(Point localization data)
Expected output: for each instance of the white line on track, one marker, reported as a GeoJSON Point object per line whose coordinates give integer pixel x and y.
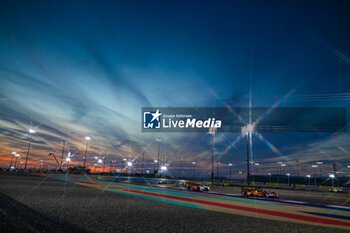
{"type": "Point", "coordinates": [339, 206]}
{"type": "Point", "coordinates": [294, 201]}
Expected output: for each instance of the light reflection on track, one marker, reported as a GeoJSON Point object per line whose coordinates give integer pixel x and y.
{"type": "Point", "coordinates": [233, 204]}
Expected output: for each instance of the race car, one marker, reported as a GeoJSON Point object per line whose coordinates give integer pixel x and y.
{"type": "Point", "coordinates": [270, 194]}
{"type": "Point", "coordinates": [255, 192]}
{"type": "Point", "coordinates": [336, 190]}
{"type": "Point", "coordinates": [197, 187]}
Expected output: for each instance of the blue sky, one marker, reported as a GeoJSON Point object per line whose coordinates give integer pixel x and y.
{"type": "Point", "coordinates": [87, 68]}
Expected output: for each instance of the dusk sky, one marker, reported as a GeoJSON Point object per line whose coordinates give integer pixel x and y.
{"type": "Point", "coordinates": [86, 68]}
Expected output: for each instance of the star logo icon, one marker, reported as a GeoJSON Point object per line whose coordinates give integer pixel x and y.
{"type": "Point", "coordinates": [156, 115]}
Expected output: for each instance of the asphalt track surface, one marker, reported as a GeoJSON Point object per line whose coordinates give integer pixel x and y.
{"type": "Point", "coordinates": [78, 204]}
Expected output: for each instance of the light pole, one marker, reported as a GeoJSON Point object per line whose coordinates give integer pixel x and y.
{"type": "Point", "coordinates": [308, 178]}
{"type": "Point", "coordinates": [282, 167]}
{"type": "Point", "coordinates": [64, 144]}
{"type": "Point", "coordinates": [230, 165]}
{"type": "Point", "coordinates": [158, 140]}
{"type": "Point", "coordinates": [68, 159]}
{"type": "Point", "coordinates": [315, 166]}
{"type": "Point", "coordinates": [319, 164]}
{"type": "Point", "coordinates": [332, 176]}
{"type": "Point", "coordinates": [257, 168]}
{"type": "Point", "coordinates": [16, 155]}
{"type": "Point", "coordinates": [288, 174]}
{"type": "Point", "coordinates": [297, 167]}
{"type": "Point", "coordinates": [164, 169]}
{"type": "Point", "coordinates": [156, 163]}
{"type": "Point", "coordinates": [130, 167]}
{"type": "Point", "coordinates": [217, 169]}
{"type": "Point", "coordinates": [246, 131]}
{"type": "Point", "coordinates": [193, 164]}
{"type": "Point", "coordinates": [212, 131]}
{"type": "Point", "coordinates": [87, 144]}
{"type": "Point", "coordinates": [31, 132]}
{"type": "Point", "coordinates": [13, 154]}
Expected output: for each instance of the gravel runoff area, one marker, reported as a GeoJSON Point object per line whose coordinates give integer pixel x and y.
{"type": "Point", "coordinates": [38, 204]}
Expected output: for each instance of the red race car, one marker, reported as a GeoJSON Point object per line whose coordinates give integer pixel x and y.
{"type": "Point", "coordinates": [197, 187]}
{"type": "Point", "coordinates": [255, 192]}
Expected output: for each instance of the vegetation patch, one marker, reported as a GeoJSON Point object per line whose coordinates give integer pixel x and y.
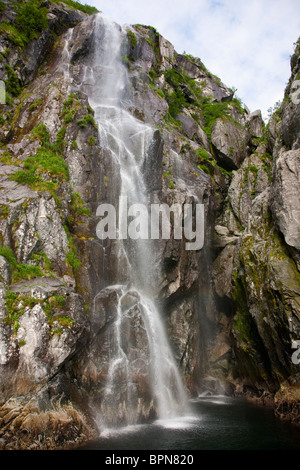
{"type": "Point", "coordinates": [16, 305]}
{"type": "Point", "coordinates": [46, 169]}
{"type": "Point", "coordinates": [20, 270]}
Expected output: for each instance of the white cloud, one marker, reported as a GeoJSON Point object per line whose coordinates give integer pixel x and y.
{"type": "Point", "coordinates": [247, 43]}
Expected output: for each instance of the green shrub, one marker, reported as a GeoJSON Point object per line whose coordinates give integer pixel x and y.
{"type": "Point", "coordinates": [77, 209]}
{"type": "Point", "coordinates": [43, 170]}
{"type": "Point", "coordinates": [31, 20]}
{"type": "Point", "coordinates": [78, 6]}
{"type": "Point", "coordinates": [20, 270]}
{"type": "Point", "coordinates": [12, 82]}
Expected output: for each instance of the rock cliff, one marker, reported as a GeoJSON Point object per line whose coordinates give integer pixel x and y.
{"type": "Point", "coordinates": [231, 309]}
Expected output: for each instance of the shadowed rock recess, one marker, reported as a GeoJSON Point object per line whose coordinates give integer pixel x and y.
{"type": "Point", "coordinates": [231, 311]}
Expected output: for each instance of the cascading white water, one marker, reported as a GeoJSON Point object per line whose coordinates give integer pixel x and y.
{"type": "Point", "coordinates": [127, 140]}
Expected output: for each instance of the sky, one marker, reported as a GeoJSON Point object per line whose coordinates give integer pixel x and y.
{"type": "Point", "coordinates": [246, 43]}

● WHAT THE EXERCISE ASKS: Without the pictures, return the entries exactly as they appear.

● COMPLETED TASK:
Expected output: for each instance of the white line on track, one marker, reported as a GeoJSON Point object per line whose coordinates give integer pixel x and y.
{"type": "Point", "coordinates": [339, 206]}
{"type": "Point", "coordinates": [294, 201]}
Expected output: for each instance of the light reflection on track, one marker, reported as a GeoJSON Point object per line whose coordinates give integer pixel x and y.
{"type": "Point", "coordinates": [233, 204]}
Expected output: for each instance of the race car, one marker, reported as a GeoJSON Point object per line whose coordinates give integer pixel x and y.
{"type": "Point", "coordinates": [270, 194]}
{"type": "Point", "coordinates": [255, 192]}
{"type": "Point", "coordinates": [336, 190]}
{"type": "Point", "coordinates": [197, 187]}
Expected output: for each instance of the blue sky, one marker, reported as a GeoJSON Point object per line whose coordinates give integer pixel x and y.
{"type": "Point", "coordinates": [87, 68]}
Expected output: for each instance of the dusk sky, one marker, reported as a GeoJSON Point object per line whose coordinates give integer pixel x and y.
{"type": "Point", "coordinates": [86, 68]}
Expected output: for each instance of the star logo icon, one marker, reported as a GeoJSON Point object per line whose coordinates give integer pixel x and y.
{"type": "Point", "coordinates": [156, 115]}
Expected output: for each instance of the asphalt track surface, one marker, reported as a GeoJSON Point object per line whose coordinates give integer pixel x and y.
{"type": "Point", "coordinates": [78, 204]}
Expected output: for each instance of the light pole, one marker, reported as a GeoJSON Point object per line whose coordinates give integer pixel x and y.
{"type": "Point", "coordinates": [308, 178]}
{"type": "Point", "coordinates": [282, 167]}
{"type": "Point", "coordinates": [64, 144]}
{"type": "Point", "coordinates": [230, 165]}
{"type": "Point", "coordinates": [158, 140]}
{"type": "Point", "coordinates": [68, 159]}
{"type": "Point", "coordinates": [315, 166]}
{"type": "Point", "coordinates": [319, 164]}
{"type": "Point", "coordinates": [332, 176]}
{"type": "Point", "coordinates": [257, 168]}
{"type": "Point", "coordinates": [16, 155]}
{"type": "Point", "coordinates": [288, 174]}
{"type": "Point", "coordinates": [297, 167]}
{"type": "Point", "coordinates": [164, 169]}
{"type": "Point", "coordinates": [156, 163]}
{"type": "Point", "coordinates": [130, 167]}
{"type": "Point", "coordinates": [217, 169]}
{"type": "Point", "coordinates": [246, 131]}
{"type": "Point", "coordinates": [193, 164]}
{"type": "Point", "coordinates": [212, 131]}
{"type": "Point", "coordinates": [87, 144]}
{"type": "Point", "coordinates": [31, 132]}
{"type": "Point", "coordinates": [13, 154]}
Expected output: for each instance of the gravel runoff area, one marker, reported as a GeoJSON Point object per line whose coordinates give integer pixel x and y.
{"type": "Point", "coordinates": [38, 204]}
Expected output: for each instance of the red race car, one marker, reported as a GeoJSON Point object per line whose coordinates give integer pixel x and y.
{"type": "Point", "coordinates": [197, 187]}
{"type": "Point", "coordinates": [255, 192]}
Expected output: for each instance of the vegetation patch, one marker, reported as a GeoJSON Point object per line whose coordinates give integer pixel x and y.
{"type": "Point", "coordinates": [16, 305]}
{"type": "Point", "coordinates": [46, 169]}
{"type": "Point", "coordinates": [20, 270]}
Expected output: for each instance of the white cloud, one marker, reported as a GeoJSON Point object per line whose coordinates give integer pixel x and y.
{"type": "Point", "coordinates": [247, 43]}
Expected output: for each instance of the green shrub, one marker, reported as a GeoJSON Point object per line whose coordinates give integer pixel x and y.
{"type": "Point", "coordinates": [77, 209]}
{"type": "Point", "coordinates": [43, 170]}
{"type": "Point", "coordinates": [31, 20]}
{"type": "Point", "coordinates": [78, 6]}
{"type": "Point", "coordinates": [20, 270]}
{"type": "Point", "coordinates": [12, 82]}
Expected output: for each instance of the rock cliff, one marker, reported as a GeoJSON Point object per line whose coordinates give integer pixel x and y.
{"type": "Point", "coordinates": [231, 309]}
Expected output: for each instance of the shadowed rock recess, one marker, reported as a GeoJSON Point object per line whose coordinates give integer pixel x and y.
{"type": "Point", "coordinates": [231, 311]}
Expected output: for each instance of the cascading white water, one marker, reported as a GeoJSON Point object per line whose coordinates give integer pixel x and y.
{"type": "Point", "coordinates": [127, 140]}
Expected output: for each instance of the sky, one marker, reported as a GeoJSON Point object per line whose coordinates give integer pixel x and y.
{"type": "Point", "coordinates": [246, 43]}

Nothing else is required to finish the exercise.